>> Begin Exercise inputs
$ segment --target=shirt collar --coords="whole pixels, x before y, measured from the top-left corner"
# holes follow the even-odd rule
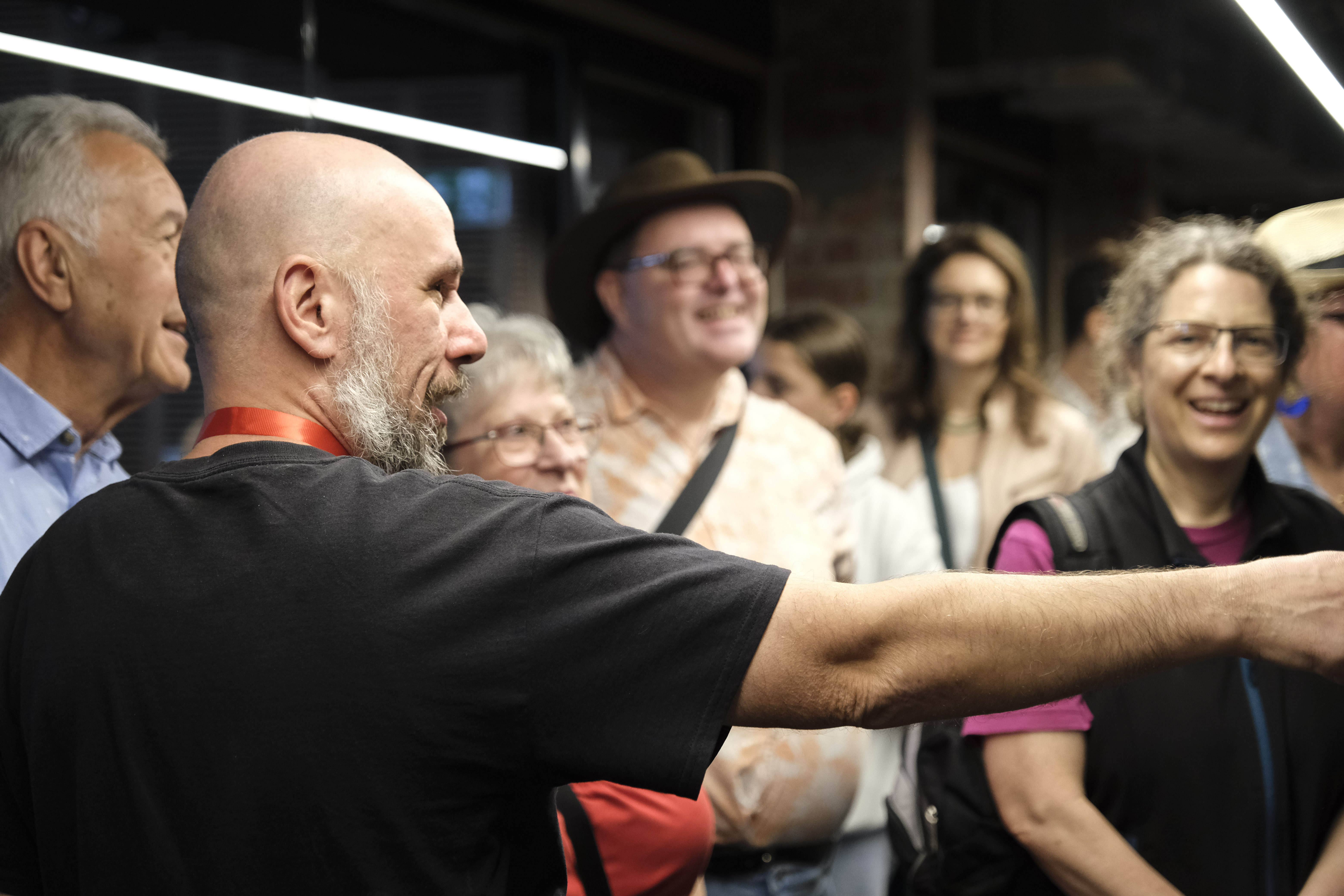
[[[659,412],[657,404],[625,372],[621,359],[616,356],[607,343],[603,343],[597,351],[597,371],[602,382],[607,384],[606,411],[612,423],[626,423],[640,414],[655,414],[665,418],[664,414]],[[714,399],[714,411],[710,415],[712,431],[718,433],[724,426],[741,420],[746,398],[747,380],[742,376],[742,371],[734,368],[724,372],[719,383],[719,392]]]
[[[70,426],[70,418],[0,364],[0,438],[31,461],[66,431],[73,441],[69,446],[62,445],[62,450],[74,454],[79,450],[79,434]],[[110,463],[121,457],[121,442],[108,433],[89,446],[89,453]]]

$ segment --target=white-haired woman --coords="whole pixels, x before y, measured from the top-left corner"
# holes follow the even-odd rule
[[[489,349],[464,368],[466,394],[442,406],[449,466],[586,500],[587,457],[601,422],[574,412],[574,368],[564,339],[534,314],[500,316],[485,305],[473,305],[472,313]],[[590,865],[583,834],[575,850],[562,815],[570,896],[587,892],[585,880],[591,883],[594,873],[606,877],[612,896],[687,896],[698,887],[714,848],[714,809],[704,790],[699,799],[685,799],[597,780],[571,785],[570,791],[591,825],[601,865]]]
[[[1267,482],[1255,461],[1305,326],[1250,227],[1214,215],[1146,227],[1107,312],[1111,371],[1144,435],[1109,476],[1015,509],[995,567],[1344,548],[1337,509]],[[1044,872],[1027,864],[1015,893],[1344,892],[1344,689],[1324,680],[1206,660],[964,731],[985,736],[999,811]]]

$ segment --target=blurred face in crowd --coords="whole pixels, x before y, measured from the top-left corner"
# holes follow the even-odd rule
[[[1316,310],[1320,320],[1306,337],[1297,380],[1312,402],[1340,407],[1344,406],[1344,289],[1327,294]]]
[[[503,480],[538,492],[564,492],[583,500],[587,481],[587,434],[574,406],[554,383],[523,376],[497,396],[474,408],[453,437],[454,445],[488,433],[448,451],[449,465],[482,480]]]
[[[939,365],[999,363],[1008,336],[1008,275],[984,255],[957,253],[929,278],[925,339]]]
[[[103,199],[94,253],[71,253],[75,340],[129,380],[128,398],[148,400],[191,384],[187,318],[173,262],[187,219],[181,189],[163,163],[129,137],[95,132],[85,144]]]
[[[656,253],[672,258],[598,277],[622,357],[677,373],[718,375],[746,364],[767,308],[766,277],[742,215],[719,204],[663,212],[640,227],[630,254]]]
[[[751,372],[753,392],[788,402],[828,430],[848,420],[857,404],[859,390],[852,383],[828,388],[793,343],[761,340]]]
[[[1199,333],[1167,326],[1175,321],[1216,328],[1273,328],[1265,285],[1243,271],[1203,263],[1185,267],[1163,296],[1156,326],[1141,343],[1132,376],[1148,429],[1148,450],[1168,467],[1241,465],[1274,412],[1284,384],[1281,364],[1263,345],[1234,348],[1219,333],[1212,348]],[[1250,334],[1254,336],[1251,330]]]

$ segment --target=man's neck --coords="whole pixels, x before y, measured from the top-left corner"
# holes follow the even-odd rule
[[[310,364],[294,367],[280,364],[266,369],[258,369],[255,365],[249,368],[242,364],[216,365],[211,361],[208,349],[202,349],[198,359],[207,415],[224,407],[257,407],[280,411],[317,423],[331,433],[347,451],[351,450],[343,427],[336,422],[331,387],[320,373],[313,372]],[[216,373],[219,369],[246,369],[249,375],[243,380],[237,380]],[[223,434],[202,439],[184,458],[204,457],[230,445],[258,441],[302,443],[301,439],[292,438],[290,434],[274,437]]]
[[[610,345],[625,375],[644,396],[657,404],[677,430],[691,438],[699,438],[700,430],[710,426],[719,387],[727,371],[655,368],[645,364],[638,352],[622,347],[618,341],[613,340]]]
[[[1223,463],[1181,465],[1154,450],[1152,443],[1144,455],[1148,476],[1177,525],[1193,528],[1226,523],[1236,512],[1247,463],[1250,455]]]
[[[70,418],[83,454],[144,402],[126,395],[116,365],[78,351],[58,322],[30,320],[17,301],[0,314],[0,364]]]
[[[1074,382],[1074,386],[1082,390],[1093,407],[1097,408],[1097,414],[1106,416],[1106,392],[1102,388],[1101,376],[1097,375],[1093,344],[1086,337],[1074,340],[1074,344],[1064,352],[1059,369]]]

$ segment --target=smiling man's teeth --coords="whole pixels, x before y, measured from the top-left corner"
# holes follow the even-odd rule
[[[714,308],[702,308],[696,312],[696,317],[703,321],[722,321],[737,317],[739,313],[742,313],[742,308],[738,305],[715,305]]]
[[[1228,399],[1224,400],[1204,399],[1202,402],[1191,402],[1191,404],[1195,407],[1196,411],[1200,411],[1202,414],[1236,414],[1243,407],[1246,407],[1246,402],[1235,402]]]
>> End Exercise inputs
Set task: Copy the records from the line containing "segment --target=smiling man's" through the end of the records, changing "teeth" to "mouth" and leaving everything else as it is.

Solution to the problem:
$ segment --target=smiling man's mouth --coords="whole pixels, x before y, measured from the top-left corner"
# holes follow the even-odd rule
[[[714,308],[702,308],[696,312],[696,317],[703,321],[722,321],[737,317],[739,313],[742,313],[742,308],[738,305],[715,305]]]
[[[1228,399],[1224,400],[1204,399],[1202,402],[1191,402],[1191,404],[1195,407],[1196,411],[1200,411],[1202,414],[1236,414],[1243,407],[1246,407],[1246,402],[1235,402]]]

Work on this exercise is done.